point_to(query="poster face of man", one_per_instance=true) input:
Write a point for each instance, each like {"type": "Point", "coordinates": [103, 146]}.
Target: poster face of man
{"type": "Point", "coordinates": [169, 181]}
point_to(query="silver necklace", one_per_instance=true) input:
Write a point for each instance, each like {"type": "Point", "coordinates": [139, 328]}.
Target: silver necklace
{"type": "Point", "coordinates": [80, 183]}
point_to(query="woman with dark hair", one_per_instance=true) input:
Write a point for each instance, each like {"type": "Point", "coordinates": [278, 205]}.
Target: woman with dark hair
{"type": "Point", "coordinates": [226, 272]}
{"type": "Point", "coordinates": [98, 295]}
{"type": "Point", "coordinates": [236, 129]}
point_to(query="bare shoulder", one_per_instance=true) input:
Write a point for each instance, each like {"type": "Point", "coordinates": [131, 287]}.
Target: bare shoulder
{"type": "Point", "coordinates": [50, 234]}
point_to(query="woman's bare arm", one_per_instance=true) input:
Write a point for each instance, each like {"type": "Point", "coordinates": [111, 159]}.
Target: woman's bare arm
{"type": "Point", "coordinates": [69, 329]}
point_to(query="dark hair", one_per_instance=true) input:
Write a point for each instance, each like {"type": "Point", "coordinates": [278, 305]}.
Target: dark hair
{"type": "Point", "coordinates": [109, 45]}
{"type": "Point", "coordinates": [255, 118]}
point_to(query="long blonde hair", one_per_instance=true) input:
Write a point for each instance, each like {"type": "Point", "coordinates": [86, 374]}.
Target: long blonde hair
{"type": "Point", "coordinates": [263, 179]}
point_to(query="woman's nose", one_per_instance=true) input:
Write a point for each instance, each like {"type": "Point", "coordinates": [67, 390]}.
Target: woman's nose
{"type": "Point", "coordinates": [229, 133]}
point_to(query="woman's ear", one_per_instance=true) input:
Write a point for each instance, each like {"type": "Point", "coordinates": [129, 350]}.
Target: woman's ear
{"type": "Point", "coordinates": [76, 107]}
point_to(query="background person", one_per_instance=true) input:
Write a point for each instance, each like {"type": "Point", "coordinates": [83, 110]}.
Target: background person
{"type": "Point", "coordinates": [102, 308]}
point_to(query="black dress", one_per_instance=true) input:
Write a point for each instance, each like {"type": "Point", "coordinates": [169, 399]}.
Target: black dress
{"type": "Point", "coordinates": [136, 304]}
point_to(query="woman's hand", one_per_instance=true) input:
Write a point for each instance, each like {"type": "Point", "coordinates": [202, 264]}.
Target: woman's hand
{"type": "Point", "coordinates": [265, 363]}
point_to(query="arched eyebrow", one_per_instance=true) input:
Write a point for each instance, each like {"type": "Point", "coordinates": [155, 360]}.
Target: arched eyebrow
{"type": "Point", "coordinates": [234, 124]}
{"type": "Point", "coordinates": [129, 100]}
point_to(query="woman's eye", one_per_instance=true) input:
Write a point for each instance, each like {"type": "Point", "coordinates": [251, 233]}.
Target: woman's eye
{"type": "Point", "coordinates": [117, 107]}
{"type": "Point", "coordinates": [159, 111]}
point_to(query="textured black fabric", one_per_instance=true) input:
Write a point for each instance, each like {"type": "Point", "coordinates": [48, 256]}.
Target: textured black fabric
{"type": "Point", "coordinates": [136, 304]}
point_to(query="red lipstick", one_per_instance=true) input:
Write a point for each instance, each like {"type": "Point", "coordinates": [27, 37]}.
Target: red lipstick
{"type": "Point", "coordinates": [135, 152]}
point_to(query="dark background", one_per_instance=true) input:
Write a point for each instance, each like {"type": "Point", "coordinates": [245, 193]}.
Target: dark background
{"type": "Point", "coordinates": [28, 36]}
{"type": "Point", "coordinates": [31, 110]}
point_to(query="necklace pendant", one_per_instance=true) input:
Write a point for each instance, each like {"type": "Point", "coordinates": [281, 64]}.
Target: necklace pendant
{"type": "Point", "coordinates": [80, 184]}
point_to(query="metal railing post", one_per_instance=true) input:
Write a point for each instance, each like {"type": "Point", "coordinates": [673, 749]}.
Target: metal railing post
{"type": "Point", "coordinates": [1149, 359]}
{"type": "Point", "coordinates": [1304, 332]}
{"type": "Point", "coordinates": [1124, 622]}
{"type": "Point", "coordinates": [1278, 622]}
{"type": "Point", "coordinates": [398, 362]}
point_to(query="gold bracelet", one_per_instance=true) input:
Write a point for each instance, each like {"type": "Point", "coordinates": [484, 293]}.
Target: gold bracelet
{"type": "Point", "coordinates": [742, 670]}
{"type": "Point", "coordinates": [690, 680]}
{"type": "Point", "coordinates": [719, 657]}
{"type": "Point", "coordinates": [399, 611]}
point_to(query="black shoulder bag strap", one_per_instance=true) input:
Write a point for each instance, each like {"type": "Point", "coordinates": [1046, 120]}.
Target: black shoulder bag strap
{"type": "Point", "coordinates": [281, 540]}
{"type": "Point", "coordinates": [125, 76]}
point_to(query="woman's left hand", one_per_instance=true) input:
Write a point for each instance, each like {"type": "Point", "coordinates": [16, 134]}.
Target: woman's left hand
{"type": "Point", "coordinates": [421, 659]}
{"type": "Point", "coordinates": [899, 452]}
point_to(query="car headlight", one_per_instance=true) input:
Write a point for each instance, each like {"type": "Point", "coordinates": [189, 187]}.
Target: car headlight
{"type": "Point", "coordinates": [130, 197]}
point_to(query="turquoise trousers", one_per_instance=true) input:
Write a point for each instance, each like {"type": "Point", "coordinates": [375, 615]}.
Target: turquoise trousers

WHAT YOU ARE ASKED TO DO
Restate all of the material above exactly as written.

TASK RESPONSE
point_to(query="poster face of man", one_per_instance=true) input:
Write a point for each instance, each like {"type": "Point", "coordinates": [103, 146]}.
Target: poster face of man
{"type": "Point", "coordinates": [169, 181]}
point_to(query="silver necklace", one_per_instance=true) input:
Write a point for each instance, each like {"type": "Point", "coordinates": [139, 328]}.
Target: silver necklace
{"type": "Point", "coordinates": [80, 183]}
point_to(query="woman with dark hair", one_per_instance=true) input:
Write a point for each instance, each like {"type": "Point", "coordinates": [278, 205]}.
Target: woman with dark hair
{"type": "Point", "coordinates": [226, 272]}
{"type": "Point", "coordinates": [98, 295]}
{"type": "Point", "coordinates": [236, 129]}
point_to(query="bare shoulder", one_per_instance=true) input:
Write a point for each instance, each like {"type": "Point", "coordinates": [131, 287]}.
Target: bare shoulder
{"type": "Point", "coordinates": [50, 234]}
point_to(query="woman's bare arm", one_per_instance=true) input:
Write a point for each instance, each like {"type": "Point", "coordinates": [111, 159]}.
Target: woman's bare arm
{"type": "Point", "coordinates": [69, 329]}
point_to(query="dark hair", one_per_instance=true) input:
Write a point for each instance, each like {"type": "Point", "coordinates": [278, 305]}.
Target: dark hair
{"type": "Point", "coordinates": [109, 45]}
{"type": "Point", "coordinates": [255, 118]}
point_to(query="long blonde hair", one_per_instance=true) input:
Write a point for each instance, each like {"type": "Point", "coordinates": [86, 374]}.
Target: long blonde hair
{"type": "Point", "coordinates": [263, 179]}
point_to(query="woman's nose", one_per_instance=true) input:
Write a point for each instance, each like {"type": "Point", "coordinates": [67, 390]}.
Target: woman's nose
{"type": "Point", "coordinates": [229, 133]}
point_to(query="woman's ear", one_per_instance=true) input:
Write a point for each instance, each like {"type": "Point", "coordinates": [129, 350]}.
Target: woman's ear
{"type": "Point", "coordinates": [76, 107]}
point_to(query="background person", one_per_instance=true) input:
Write a point for each instance, each like {"type": "Point", "coordinates": [83, 110]}.
Target: background person
{"type": "Point", "coordinates": [102, 308]}
point_to(query="black dress", one_per_instance=true) input:
Write a point for each instance, each like {"type": "Point", "coordinates": [169, 399]}.
Target: black dress
{"type": "Point", "coordinates": [136, 304]}
point_to(query="woman's hand", one_per_instance=true) input:
Write a point for each instance, each like {"type": "Point", "coordinates": [202, 264]}.
Target: woman's hand
{"type": "Point", "coordinates": [265, 363]}
point_to(query="arched eyebrow", one_per_instance=true) input:
Write a point for each instance, each like {"type": "Point", "coordinates": [155, 360]}.
Target: arched eyebrow
{"type": "Point", "coordinates": [234, 124]}
{"type": "Point", "coordinates": [129, 100]}
point_to(query="woman's eye", one_per_instance=true) input:
Write a point for each instance, each like {"type": "Point", "coordinates": [251, 233]}.
Target: woman's eye
{"type": "Point", "coordinates": [117, 107]}
{"type": "Point", "coordinates": [159, 111]}
point_to(query="textured black fabric", one_per_instance=true) input:
Write a point for each instance, each like {"type": "Point", "coordinates": [48, 256]}.
Target: textured black fabric
{"type": "Point", "coordinates": [136, 304]}
point_to(query="red lipstick", one_per_instance=true) input:
Write a point for each instance, each like {"type": "Point", "coordinates": [27, 37]}.
Target: red lipstick
{"type": "Point", "coordinates": [135, 152]}
point_to(query="dark background", one_per_instance=true) input:
Write a point for each instance, each like {"type": "Point", "coordinates": [245, 193]}.
Target: dark background
{"type": "Point", "coordinates": [28, 36]}
{"type": "Point", "coordinates": [31, 110]}
point_to(query="necklace pendant", one_per_instance=true) input:
Write a point for each instance, each like {"type": "Point", "coordinates": [281, 64]}.
Target: necklace pendant
{"type": "Point", "coordinates": [80, 184]}
point_to(query="metal railing post", one_per_instance=true) input:
Write a point for each instance, each like {"type": "Point", "coordinates": [673, 749]}.
Target: metal railing post
{"type": "Point", "coordinates": [1149, 359]}
{"type": "Point", "coordinates": [1304, 332]}
{"type": "Point", "coordinates": [1124, 622]}
{"type": "Point", "coordinates": [1278, 622]}
{"type": "Point", "coordinates": [398, 362]}
point_to(query="gold bracelet", one_per_instance=true) input:
Write a point for each instance, each like {"type": "Point", "coordinates": [484, 293]}.
Target: gold bracelet
{"type": "Point", "coordinates": [742, 670]}
{"type": "Point", "coordinates": [690, 680]}
{"type": "Point", "coordinates": [719, 657]}
{"type": "Point", "coordinates": [399, 611]}
point_to(query="black shoulder bag strap", one_per_instance=true) input:
Write a point for each instance, each like {"type": "Point", "coordinates": [1046, 120]}.
Target: black shoulder bag strap
{"type": "Point", "coordinates": [281, 540]}
{"type": "Point", "coordinates": [125, 76]}
point_to(query="woman's left hand", one_per_instance=true) input:
Write a point for each instance, each like {"type": "Point", "coordinates": [16, 134]}.
Target: woman's left hand
{"type": "Point", "coordinates": [421, 659]}
{"type": "Point", "coordinates": [899, 452]}
point_to(query="car headlight", one_per_instance=true) input:
Write a point for each instance, each like {"type": "Point", "coordinates": [189, 187]}.
Target: car headlight
{"type": "Point", "coordinates": [130, 197]}
point_to(query="turquoise trousers", one_per_instance=true) input:
Write a point for each instance, each like {"type": "Point", "coordinates": [375, 615]}.
Target: turquoise trousers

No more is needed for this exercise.